• [Task to carry out]
Take every line from the entries below that includes the word "dark" and copy it.

___ The records

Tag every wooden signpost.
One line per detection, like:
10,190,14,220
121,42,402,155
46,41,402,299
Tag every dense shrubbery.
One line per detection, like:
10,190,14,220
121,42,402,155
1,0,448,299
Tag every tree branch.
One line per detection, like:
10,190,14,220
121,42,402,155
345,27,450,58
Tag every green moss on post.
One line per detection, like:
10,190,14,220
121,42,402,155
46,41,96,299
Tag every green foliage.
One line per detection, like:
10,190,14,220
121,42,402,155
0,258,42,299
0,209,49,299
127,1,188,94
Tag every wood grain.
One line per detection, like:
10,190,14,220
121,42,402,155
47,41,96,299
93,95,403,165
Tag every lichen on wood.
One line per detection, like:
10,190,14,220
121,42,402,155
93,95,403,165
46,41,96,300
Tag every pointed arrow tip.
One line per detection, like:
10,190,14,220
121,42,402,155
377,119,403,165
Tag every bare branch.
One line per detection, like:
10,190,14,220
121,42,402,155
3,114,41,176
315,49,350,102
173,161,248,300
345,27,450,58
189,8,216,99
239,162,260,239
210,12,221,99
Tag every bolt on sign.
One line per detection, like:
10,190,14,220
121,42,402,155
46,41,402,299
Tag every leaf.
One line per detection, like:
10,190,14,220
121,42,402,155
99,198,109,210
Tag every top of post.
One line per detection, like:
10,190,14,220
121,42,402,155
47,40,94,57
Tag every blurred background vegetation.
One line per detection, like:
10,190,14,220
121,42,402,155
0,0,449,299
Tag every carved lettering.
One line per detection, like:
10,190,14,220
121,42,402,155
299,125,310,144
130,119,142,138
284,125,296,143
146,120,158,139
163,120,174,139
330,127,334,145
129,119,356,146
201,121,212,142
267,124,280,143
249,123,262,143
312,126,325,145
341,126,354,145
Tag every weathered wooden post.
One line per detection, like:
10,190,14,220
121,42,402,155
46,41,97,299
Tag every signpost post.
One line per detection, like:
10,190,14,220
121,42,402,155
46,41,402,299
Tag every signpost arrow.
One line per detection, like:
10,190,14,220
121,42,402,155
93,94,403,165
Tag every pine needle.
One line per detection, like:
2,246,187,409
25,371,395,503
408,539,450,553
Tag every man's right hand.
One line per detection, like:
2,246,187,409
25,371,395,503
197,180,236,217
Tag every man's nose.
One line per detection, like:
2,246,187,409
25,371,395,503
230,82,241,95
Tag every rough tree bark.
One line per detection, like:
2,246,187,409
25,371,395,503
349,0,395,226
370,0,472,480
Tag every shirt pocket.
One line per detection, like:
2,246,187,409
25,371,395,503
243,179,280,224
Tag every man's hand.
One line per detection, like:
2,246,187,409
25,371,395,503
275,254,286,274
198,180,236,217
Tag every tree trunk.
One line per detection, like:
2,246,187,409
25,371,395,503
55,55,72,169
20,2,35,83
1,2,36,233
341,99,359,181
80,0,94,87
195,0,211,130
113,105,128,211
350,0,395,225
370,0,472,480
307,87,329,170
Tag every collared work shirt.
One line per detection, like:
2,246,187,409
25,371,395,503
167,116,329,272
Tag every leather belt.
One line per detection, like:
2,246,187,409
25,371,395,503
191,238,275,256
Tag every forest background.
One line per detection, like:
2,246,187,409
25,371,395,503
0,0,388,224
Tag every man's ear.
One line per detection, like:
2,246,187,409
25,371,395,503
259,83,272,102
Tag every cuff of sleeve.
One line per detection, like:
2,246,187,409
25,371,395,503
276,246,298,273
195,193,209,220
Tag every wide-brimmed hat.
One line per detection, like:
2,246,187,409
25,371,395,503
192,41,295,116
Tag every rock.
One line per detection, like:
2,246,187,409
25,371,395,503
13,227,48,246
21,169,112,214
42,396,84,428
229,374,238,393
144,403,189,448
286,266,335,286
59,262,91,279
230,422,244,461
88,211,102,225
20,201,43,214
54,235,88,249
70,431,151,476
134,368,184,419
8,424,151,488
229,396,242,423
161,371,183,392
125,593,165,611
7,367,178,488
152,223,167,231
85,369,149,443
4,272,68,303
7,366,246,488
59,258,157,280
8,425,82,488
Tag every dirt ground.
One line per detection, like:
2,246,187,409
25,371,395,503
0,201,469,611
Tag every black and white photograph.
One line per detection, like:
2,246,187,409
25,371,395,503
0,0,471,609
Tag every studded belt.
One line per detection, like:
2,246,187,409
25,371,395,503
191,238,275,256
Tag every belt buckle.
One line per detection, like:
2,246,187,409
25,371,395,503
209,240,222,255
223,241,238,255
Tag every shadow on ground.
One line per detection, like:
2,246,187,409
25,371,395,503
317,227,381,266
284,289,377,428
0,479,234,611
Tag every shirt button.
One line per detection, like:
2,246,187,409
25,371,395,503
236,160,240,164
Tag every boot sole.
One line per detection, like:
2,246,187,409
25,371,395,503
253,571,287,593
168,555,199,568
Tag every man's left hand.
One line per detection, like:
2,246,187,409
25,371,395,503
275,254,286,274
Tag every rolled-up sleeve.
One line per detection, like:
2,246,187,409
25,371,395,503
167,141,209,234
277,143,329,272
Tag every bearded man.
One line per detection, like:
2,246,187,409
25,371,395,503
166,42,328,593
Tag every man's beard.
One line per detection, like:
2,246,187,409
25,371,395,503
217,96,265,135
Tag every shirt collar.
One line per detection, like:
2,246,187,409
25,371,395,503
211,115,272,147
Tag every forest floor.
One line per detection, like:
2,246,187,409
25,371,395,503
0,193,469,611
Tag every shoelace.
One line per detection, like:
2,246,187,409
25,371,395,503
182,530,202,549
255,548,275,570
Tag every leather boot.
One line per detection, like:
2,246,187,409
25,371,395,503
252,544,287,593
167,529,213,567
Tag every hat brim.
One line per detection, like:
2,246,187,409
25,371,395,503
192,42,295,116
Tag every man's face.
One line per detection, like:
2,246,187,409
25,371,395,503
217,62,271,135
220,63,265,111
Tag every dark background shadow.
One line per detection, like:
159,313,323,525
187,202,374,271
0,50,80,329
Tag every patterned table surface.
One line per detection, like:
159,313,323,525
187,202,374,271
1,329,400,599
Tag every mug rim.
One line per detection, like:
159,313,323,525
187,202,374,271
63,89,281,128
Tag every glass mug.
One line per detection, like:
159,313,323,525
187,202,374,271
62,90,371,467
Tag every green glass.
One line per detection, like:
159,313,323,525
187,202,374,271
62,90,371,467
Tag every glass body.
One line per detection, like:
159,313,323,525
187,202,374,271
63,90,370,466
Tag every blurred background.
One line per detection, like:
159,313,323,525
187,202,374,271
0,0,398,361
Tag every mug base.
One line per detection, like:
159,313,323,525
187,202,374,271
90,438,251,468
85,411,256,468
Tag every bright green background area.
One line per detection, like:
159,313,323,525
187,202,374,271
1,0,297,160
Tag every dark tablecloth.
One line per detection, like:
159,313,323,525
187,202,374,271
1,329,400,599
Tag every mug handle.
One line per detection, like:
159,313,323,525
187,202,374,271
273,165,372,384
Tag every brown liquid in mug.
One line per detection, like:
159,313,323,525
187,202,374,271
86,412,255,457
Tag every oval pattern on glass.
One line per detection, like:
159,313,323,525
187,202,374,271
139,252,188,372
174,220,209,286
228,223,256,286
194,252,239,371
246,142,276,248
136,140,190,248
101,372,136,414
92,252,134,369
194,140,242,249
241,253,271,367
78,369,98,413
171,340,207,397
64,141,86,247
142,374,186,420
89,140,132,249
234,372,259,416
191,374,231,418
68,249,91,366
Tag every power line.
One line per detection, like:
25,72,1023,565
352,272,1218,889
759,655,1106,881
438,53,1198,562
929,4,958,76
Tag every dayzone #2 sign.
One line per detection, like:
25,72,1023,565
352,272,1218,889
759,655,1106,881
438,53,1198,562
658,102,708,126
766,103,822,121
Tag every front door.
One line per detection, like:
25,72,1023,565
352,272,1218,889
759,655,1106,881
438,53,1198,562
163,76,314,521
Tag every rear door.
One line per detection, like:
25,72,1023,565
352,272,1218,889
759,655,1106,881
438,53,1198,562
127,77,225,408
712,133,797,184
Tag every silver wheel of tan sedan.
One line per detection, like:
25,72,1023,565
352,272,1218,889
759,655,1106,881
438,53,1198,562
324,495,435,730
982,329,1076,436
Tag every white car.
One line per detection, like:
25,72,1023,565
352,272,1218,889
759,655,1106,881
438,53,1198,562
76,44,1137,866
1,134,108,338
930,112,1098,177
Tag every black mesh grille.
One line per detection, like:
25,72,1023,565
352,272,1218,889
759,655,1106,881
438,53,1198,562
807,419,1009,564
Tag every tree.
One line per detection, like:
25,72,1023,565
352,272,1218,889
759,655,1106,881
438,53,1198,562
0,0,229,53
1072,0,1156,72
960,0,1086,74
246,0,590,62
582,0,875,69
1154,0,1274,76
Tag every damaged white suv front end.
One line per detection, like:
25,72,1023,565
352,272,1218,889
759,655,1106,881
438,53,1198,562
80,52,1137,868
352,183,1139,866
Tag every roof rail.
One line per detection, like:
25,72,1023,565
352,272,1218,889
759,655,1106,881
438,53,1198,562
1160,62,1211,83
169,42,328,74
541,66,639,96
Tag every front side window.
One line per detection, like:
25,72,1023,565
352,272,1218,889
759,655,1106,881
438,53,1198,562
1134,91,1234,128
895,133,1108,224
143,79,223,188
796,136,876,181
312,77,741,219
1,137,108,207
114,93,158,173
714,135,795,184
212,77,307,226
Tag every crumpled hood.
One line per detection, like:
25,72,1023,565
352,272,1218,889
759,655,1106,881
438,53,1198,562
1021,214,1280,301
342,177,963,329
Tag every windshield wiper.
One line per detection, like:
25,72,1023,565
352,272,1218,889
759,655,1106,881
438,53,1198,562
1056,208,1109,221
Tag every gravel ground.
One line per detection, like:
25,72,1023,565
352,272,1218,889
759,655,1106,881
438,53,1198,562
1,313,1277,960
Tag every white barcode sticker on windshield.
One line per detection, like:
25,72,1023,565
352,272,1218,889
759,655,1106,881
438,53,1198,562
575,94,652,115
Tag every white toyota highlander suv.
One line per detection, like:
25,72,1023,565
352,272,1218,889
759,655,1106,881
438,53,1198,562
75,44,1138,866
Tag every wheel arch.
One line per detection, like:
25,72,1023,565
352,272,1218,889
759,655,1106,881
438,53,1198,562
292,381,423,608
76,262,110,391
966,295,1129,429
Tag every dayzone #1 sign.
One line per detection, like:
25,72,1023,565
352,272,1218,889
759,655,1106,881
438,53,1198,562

______

• [Result below]
Tag every dark background shadow.
Tag every dark tablecloth.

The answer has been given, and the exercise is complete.